**PAGE EXTRACT:**
29 May 2009

Eating: Some Commense Rules

Eating, previously one of life's simplest and most pleasurable activities, has become increasingly complicated. I have always adopted a simple philosophy towards eating which has served me well thus far: "eat first, worry about it later". When pressed, I would joke that the stress of worrying about what you eat will probably kill you faster than anything present in the food.

Joking aside, we have been given an incredible amount of dissenting advice regarding our diets. Previously, we were told about the dangers of fat and cholesterol only to find that the 'trans-fats' that replaced them in our diet (in products such as margarine), were even more deadly. Now we are told that carbohydrates are the bogeymen, the overconsumption of which is cause for much of the obesity that plagues Western society (Atkins diet anyone?). We should eat more fish because they contain Omega-3s which is the new holy grail for everything from reduced cancer risk to better brain cells. But fish may also contain harmful substances like mercury.

**SUPPLIED INFORMATION:**
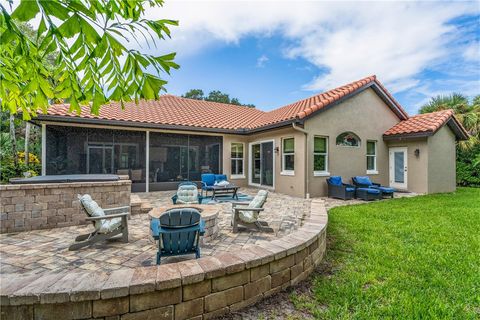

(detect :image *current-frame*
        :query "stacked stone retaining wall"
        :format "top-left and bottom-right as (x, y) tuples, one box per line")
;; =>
(0, 179), (131, 233)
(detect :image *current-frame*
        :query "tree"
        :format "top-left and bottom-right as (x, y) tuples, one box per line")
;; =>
(182, 89), (255, 108)
(0, 0), (178, 119)
(419, 93), (480, 150)
(205, 90), (231, 103)
(182, 89), (205, 100)
(419, 93), (480, 186)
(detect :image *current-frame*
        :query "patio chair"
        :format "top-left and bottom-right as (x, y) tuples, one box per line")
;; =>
(352, 176), (395, 198)
(232, 190), (273, 233)
(172, 181), (202, 204)
(355, 187), (382, 201)
(201, 173), (227, 197)
(150, 208), (205, 264)
(68, 194), (130, 251)
(327, 176), (355, 200)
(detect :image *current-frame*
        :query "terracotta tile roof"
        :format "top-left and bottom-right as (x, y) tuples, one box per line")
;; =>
(251, 75), (408, 128)
(383, 109), (466, 136)
(42, 75), (408, 130)
(48, 95), (265, 130)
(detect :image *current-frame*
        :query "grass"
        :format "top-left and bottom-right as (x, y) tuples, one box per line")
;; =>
(291, 188), (480, 319)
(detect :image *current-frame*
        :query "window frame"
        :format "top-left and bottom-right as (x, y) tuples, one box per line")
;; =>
(312, 135), (330, 177)
(335, 131), (362, 148)
(230, 141), (246, 179)
(280, 136), (295, 176)
(365, 140), (378, 174)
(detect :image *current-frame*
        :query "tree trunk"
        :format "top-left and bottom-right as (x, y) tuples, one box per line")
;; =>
(25, 122), (30, 166)
(10, 113), (18, 166)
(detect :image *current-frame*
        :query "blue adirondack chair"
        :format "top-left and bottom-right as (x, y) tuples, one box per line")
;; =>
(202, 173), (227, 197)
(352, 176), (395, 198)
(150, 208), (205, 264)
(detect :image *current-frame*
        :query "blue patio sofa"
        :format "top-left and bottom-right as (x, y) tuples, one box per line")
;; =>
(327, 176), (355, 200)
(352, 176), (395, 198)
(202, 173), (227, 197)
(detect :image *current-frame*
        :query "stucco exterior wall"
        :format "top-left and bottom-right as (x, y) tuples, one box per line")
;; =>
(387, 138), (429, 193)
(428, 126), (456, 193)
(305, 89), (399, 197)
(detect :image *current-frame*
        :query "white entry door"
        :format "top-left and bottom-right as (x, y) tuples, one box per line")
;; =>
(390, 148), (407, 190)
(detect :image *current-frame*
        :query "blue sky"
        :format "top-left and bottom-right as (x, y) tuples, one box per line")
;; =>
(143, 0), (480, 114)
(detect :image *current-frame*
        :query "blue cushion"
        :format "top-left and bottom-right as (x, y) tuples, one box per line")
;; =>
(202, 173), (215, 186)
(215, 174), (227, 182)
(328, 176), (342, 186)
(355, 176), (372, 186)
(378, 187), (395, 193)
(357, 188), (380, 194)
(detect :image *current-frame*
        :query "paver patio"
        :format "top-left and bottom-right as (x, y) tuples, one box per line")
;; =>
(0, 189), (311, 274)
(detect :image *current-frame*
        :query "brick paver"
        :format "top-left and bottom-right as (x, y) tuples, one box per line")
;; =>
(0, 189), (310, 274)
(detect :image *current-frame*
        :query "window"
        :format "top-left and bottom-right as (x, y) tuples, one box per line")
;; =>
(367, 141), (377, 173)
(337, 132), (360, 147)
(313, 137), (329, 176)
(282, 138), (295, 175)
(230, 142), (244, 177)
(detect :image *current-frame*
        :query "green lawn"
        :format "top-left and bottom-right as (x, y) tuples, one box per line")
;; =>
(291, 188), (480, 319)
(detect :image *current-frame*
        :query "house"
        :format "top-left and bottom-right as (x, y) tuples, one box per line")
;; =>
(34, 76), (468, 197)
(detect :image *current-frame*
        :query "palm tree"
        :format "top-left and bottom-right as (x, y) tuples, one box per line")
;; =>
(419, 93), (480, 150)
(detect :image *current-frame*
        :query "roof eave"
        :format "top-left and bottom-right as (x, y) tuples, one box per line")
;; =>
(33, 115), (248, 134)
(383, 131), (434, 141)
(301, 81), (408, 124)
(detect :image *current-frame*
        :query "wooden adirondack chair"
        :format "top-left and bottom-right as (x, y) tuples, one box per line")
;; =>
(150, 208), (205, 264)
(232, 190), (273, 233)
(68, 194), (130, 251)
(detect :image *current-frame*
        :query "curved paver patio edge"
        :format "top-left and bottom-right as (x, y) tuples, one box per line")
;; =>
(0, 199), (328, 319)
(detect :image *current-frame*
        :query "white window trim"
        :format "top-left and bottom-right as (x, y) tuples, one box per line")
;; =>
(312, 136), (330, 177)
(280, 137), (295, 176)
(366, 140), (378, 174)
(230, 141), (246, 179)
(335, 131), (362, 149)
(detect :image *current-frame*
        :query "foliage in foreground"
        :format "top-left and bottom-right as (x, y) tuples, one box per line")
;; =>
(292, 188), (480, 319)
(0, 0), (178, 119)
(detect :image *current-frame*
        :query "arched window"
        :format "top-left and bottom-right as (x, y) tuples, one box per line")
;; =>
(337, 131), (360, 147)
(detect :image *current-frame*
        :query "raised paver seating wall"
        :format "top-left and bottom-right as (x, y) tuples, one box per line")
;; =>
(0, 200), (328, 320)
(0, 176), (131, 233)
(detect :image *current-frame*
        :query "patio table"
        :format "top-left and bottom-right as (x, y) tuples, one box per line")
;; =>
(212, 184), (239, 200)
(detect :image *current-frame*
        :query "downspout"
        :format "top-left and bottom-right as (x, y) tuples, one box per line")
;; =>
(292, 122), (310, 199)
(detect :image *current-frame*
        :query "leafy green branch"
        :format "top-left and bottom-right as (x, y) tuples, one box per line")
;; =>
(0, 0), (179, 119)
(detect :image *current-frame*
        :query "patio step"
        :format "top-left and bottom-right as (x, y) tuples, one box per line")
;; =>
(130, 194), (153, 215)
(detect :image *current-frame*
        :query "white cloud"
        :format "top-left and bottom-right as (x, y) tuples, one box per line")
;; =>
(141, 0), (479, 92)
(463, 41), (480, 61)
(257, 54), (269, 68)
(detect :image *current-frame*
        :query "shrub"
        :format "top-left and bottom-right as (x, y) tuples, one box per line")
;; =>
(457, 145), (480, 187)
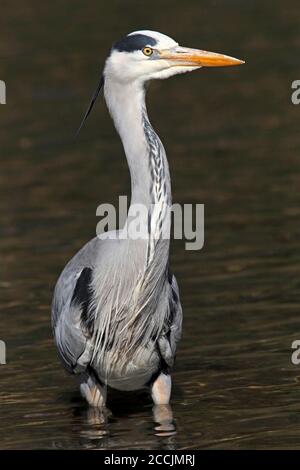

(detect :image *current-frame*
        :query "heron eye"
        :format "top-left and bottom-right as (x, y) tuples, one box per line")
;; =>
(143, 47), (153, 56)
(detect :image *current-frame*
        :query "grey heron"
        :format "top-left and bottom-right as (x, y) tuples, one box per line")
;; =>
(52, 30), (243, 408)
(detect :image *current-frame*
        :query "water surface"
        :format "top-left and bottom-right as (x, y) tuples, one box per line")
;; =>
(0, 0), (300, 449)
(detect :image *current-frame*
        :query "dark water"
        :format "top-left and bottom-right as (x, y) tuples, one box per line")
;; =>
(0, 0), (300, 449)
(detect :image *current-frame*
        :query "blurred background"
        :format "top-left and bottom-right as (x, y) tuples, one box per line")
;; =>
(0, 0), (300, 449)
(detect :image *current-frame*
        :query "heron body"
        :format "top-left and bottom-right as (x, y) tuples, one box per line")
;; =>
(52, 31), (241, 407)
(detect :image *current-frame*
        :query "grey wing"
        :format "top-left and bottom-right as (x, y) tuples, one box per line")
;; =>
(52, 240), (95, 373)
(158, 272), (182, 367)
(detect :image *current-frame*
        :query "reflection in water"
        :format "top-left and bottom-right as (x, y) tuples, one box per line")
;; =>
(153, 405), (176, 437)
(0, 0), (300, 449)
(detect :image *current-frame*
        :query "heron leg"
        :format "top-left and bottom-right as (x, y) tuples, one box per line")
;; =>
(80, 375), (106, 408)
(151, 372), (172, 405)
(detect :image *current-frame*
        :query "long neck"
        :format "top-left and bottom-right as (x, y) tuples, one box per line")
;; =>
(104, 80), (171, 207)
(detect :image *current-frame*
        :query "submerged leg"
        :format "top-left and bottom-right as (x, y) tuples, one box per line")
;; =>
(80, 375), (106, 408)
(151, 372), (172, 405)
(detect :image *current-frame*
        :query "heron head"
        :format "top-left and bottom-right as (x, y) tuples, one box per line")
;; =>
(104, 30), (244, 83)
(77, 30), (244, 133)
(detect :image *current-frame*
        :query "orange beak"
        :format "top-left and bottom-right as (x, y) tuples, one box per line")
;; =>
(160, 46), (245, 67)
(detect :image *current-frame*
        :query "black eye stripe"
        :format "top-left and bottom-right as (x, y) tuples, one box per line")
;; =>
(112, 34), (157, 52)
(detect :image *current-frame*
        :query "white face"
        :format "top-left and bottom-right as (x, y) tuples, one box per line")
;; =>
(104, 30), (242, 83)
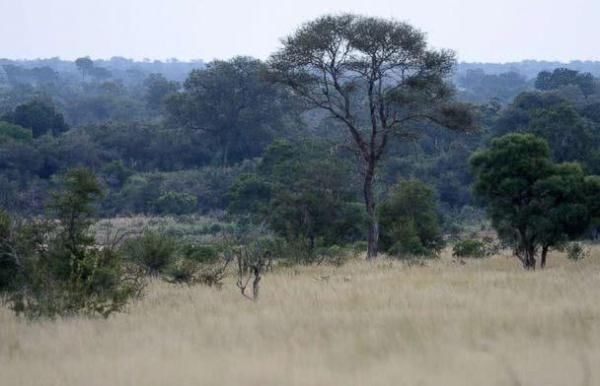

**WORK ORDER 1:** Retype the part of the post on eating starting with "29 May 2009" and going on through "in the food.".
**WORK ORDER 2:** According to the post on eating, why are we told to eat more fish? Answer in one to three sentences.
**WORK ORDER 3:** List every substance or food component that the post on eating says we have been warned about as harmful.

**TASK OUTPUT 1:**
29 May 2009

Eating: Some Commense Rules

Eating, previously one of life's simplest and most pleasurable activities, has become increasingly complicated. I have always adopted a simple philosophy towards eating which has served me well thus far: "eat first, worry about it later". When pressed, I would joke that the stress of worrying about what you eat will probably kill you faster than anything present in the food.

**TASK OUTPUT 2:** We are told to eat more fish because they contain Omega-3s. These are described as the new holy grail for everything from reduced cancer risk to better brain cells.

**TASK OUTPUT 3:**
- Fat
- Cholesterol
- Trans-fats
- Carbohydrates
- Mercury